Il nous a donc paru intéressant – alors que
la métropole de Rouen organise une semaine entière consacrée au sujet du monde
d’après – de faire un point sur le sujet du risque industriel un an après
Lubrizol, pour s’interroger, en particulier, sur la manière dont les
conséquences de ce qui s’est passé avaient été tirées (ou non).
Après avoir rappelé les conditions dans
lesquelles la question du risque industriel est traitée à l’échelle
internationale (1) et les conséquences que de très graves accidents qui
s’étaient produits à l’étranger avaient pu avoir sur la législation nationale
(2), ce numéro traite de la question des PPRT (plan de prévention des risques
technologiques, qui devraient être l’alpha et l’oméga de la prévention des
risques industriels) (3), de la gestion de crise (4), de la réalité de la
culture du risque à l’heure où l’information en matière environnementale ne
cesse de se réduire (5) et enfin de la réalité dont les organismes de contrôle
de l’État fonctionnent, c’est-à-dire de la difficulté de passer du stade du
constat d’infraction et de non-respect des règles de sécurité au stade de la
contrainte et de la sanction que les préfets ne veulent généralement pas
accepter (6).

◆ ◆ ◆ ◆ ◆

(Consigne): Poursuivez le texte sur le risque industriel un an après Lubrizol, en reprenant juste après sa dernière phrase. Les lignes qui suivent proviennent d'une autre source que le texte.

(Données fournies):
◆ ◆ ◆ ◆ ◆

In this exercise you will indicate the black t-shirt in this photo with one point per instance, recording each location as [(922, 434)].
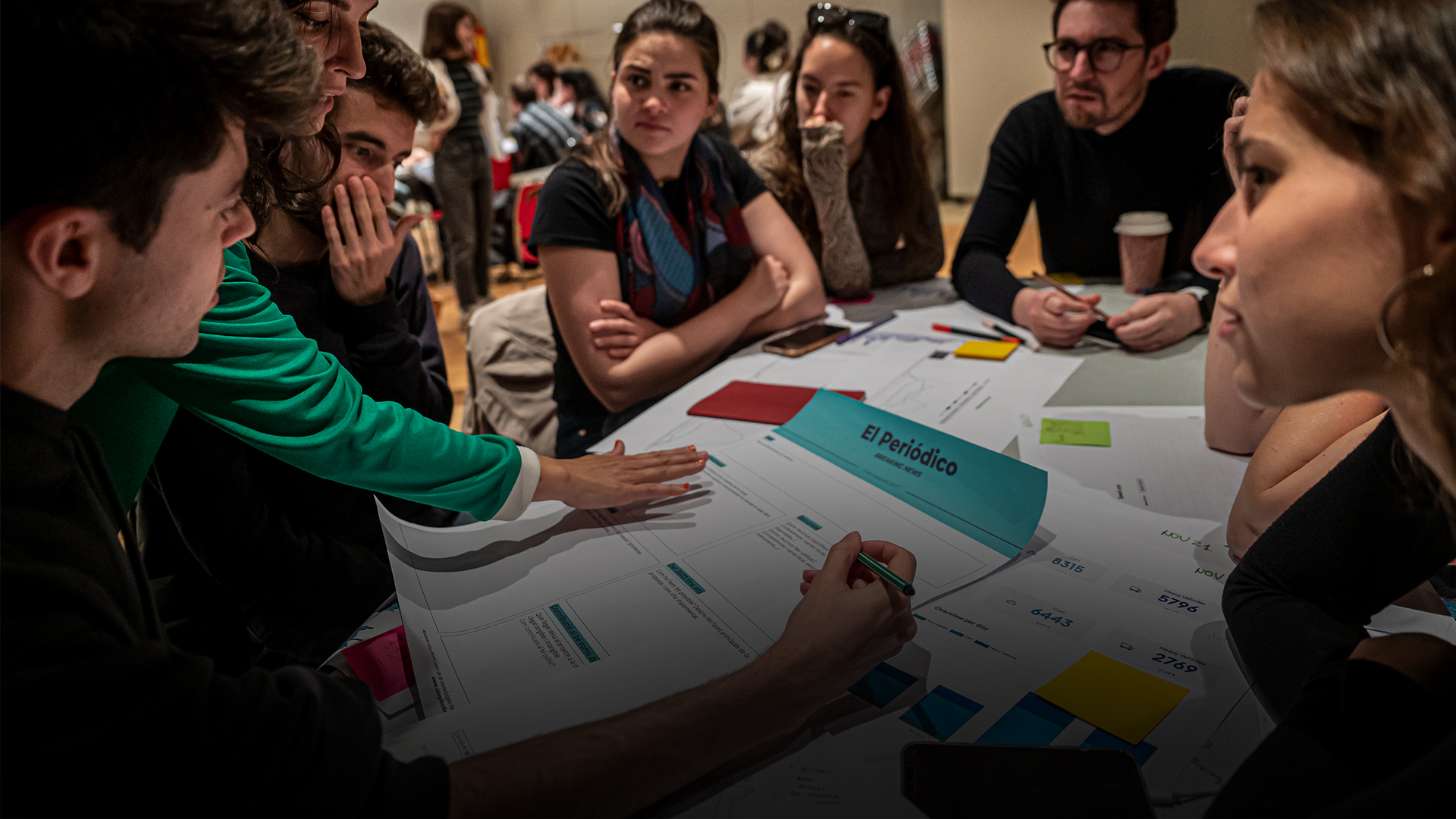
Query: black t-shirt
[(571, 213), (1168, 158)]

◆ ◆ ◆ ◆ ◆

(Réponse attendue):
À l’heure où la question de la
réindustrialisation de la France est un sujet majeur, celle de l’acceptabilité
du risque industriel se pose sous un angle nouveau et on ne peut qu’être
inquiet du manque total de conséquences tirées de la catastrophe de Lubrizol.
Non seulement aucun effort n’a été fait en faveur d’une meilleure information
sur les risques – et la loi ASAP en discussion a d’ailleurs précisément pour
objet de réduire encore le droit à l’information du public – mais encore les
projets de modification, sous prétexte de simplification de la législation
environnementale, visent à amoindrir encore l’application de la législation des
installations classées, et ce à l’inverse des propositions faites par les
rapports parlementaires tant de l’Assemblée nationale que du Sénat de
renforcer, au contraire, la législation d’une part, l’effectivité des contrôles
d’autre part.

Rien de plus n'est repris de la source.